## TEXT SECTION:
'''

Architecture Highlights

Layered Middleware: Every request passes through 6 middleware layers (correlation, logging, zero-trust, rate limiting, authentication, authorization)
Modular Design: 10 independent feature modules with clear boundaries
Multi-layer Caching: Memory (60s) → Redis (5-15min) → PostgreSQL for optimal performance
Event Sourcing: All authentication and authorization events logged for audit compliance
Zero-Trust Security: Continuous validation of device, location, and behavior
Dynamic Rate Limiting: Role-based limits (50-1000 req/15min)

Authentication Flows

Password-Based Authentication

Standard email/password authentication with bcrypt hashing and JWT token generation:

sequenceDiagram
    participant Client
    participant Middleware
    participant AuthService
    participant RBACService
    participant Database
    participant Redis
    participant AuditService

    Client->>Middleware: POST /api/v1/auth/login<br/>{email, password}

    Middleware->>Middleware: 1. Correlation ID
    Middleware->>Middleware: 2. Zero-Trust Validation<br/>(Device + IP + Behavior)
    Middleware->>Middleware: 3. Rate Limit Check<br/>(5 login/15min)

    Middleware->>AuthService: login(email, password)

    AuthService->>Database: Find user by email
    Database-->>AuthService: User record

    AuthService->>AuthService: Verify password<br/>(bcrypt compare, cost=12)

    alt Password Invalid
        AuthService->>AuditService: Log LOGIN_FAILED event
        AuditService->>Database: Save AuthEvent
        AuthService-->>Client: 401 Unauthorized<br/>"Invalid credentials"
    else Password Valid & MFA Disabled
        AuthService->>RBACService: Get user roles + permissions
        RBACService->>Database: Query UserRole, UserPermission
        Database-->>RBACService: Roles + Permissions
        RBACService-->>AuthService: ["ADMIN"], ["users:read:all"]

        AuthService->>AuthService: Generate JWT tokens<br/>Access: 15min<br/>Refresh: 7 days

        AuthService->>Database: Save refresh token
        AuthService->>Redis: Cache user data<br/>TTL: 15min
        AuthService->>Redis: Cache permissions<br/>TTL: 5min
        AuthService->>Database: Create session<br/>(device fingerprint)

'''

## TASK DATA:
'''

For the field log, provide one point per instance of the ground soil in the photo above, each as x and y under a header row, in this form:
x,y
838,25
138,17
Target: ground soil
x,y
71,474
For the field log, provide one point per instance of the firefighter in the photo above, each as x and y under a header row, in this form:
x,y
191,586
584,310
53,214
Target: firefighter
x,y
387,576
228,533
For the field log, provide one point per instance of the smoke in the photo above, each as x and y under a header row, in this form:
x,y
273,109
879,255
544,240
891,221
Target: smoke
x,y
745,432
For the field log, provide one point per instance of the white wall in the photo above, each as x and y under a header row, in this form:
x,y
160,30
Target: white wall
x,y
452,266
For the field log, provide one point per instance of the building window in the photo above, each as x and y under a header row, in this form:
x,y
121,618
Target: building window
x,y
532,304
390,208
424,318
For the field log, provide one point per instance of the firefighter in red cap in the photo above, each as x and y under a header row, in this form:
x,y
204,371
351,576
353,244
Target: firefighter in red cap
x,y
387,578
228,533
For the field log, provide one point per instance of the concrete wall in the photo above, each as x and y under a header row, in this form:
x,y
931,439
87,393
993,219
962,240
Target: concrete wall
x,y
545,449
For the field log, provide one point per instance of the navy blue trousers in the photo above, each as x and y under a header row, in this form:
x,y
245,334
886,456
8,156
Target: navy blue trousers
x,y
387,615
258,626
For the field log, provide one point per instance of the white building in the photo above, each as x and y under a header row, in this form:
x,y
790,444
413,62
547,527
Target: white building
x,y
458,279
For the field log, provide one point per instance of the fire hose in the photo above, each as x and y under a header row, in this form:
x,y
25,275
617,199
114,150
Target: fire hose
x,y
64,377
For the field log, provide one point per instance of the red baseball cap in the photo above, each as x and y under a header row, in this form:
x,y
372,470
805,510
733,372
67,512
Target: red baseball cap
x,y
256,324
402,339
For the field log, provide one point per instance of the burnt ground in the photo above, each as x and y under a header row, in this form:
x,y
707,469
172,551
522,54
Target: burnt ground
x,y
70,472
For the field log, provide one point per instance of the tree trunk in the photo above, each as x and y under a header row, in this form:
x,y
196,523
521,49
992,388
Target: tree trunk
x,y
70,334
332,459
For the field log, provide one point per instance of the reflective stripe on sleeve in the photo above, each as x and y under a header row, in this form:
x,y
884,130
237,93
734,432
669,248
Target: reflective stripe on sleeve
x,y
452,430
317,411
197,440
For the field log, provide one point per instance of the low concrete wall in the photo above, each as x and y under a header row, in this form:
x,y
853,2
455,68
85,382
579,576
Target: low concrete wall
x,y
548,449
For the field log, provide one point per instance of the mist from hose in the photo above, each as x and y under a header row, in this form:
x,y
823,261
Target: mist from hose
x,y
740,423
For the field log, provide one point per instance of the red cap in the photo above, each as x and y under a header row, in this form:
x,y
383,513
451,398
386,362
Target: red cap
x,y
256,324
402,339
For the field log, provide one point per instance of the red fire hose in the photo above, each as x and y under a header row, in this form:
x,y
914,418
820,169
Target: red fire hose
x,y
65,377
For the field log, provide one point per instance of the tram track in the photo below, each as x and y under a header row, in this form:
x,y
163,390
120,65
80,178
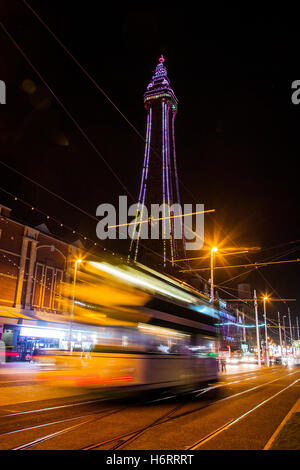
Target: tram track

'''

## ACTIONS TO TAKE:
1. In the listing, swap "tram track" for "railway track" in the lines running from the line with "of the tram" through the end of the listing, keeping everything else the same. Leave the picture out.
2. Write the next part of the authentication architecture text, picking up right after its final line.
The text and the listing are unrelated material.

## ANSWERS FOR THE EXERCISE:
1.
For the field log, provide one point per instance of the railway track in the photo below, each as x and y under a header row, in this form:
x,y
163,390
120,65
80,178
Target: railway track

2.
        AuthService->>Database: Update lastLoginAt, loginCount
        AuthService->>AuditService: Log LOGIN_SUCCESS event

        AuthService-->>Client: 200 OK<br/>{user, tokens}<br/>Set-Cookie: refresh_token
    else Password Valid & MFA Enabled
        AuthService-->>Client: 200 OK<br/>{mfaRequired: true}
        Note over Client: Prompt for MFA code
        Client->>Middleware: POST /api/v1/mfa/verify<br/>{token: "123456"}
        Note over Middleware,AuthService: MFA verification flow...
    end

Key Security Features:

Bcrypt password hashing (cost factor 12 in production)
Token family tracking for rotation security
Device fingerprinting for session management
Zero-trust validation before authentication
Comprehensive audit logging

OAuth 2.0 integration with Google, Facebook, and GitHub:

sequenceDiagram
    participant Client
    participant IAM
    participant Google as Google OAuth
    participant Database
    participant Redis

    Client->>IAM: GET /api/v1/auth/social/google
    IAM->>IAM: Generate state token<br/>(CSRF protection)
    IAM->>Redis: Store state token<br/>TTL: 10min
    IAM-->>Client: 302 Redirect to Google<br/>with state param

    Client->>Google: OAuth consent screen
    Google-->>Client: Authorization code + state

    Client->>IAM: GET /api/v1/auth/social/google/callback<br/>?code=xxx&state=yyy

    IAM->>Redis: Verify state token
    alt State Invalid
        IAM-->>Client: 401 CSRF token invalid
    else State Valid
        IAM->>Google: Exchange code for tokens
        Google-->>IAM: Access token + User profile

        IAM->>Database: Find or create user<br/>by provider + providerId

        alt User Found
            IAM->>Database: Update social account tokens
        else New User
            IAM->>Database: Create user + social account
            IAM->>Database: Assign default role (USER)
        end

        IAM->>IAM: Generate IAM JWT tokens
        IAM->>Redis: Cache user + permissions
        IAM->>Database: Create session

        IAM-->>Client: 302 Redirect to app<br/>with tokens in URL/cookie
    end

Supported Providers:

Google OAuth 2.0
Facebook OAuth
GitHub OAuth
Apple Sign-In (future)
Microsoft OAuth (future)

MFA (Multi-Factor Authentication) Flow

TOTP-based two-factor authentication using authenticator apps:

sequenceDiagram
    participant Client
    participant IAM
    participant Authenticator as Authenticator App
    participant Database

    Note over Client,Database: MFA Enrollment Phase

    Client->>IAM: POST /api/v1/mfa/totp/enable
    Note over Client: User must be authenticated

    IAM->>IAM: Generate TOTP secret (32 chars)
    IAM->>IAM: Generate QR code<br/>(otpauth://totp/...)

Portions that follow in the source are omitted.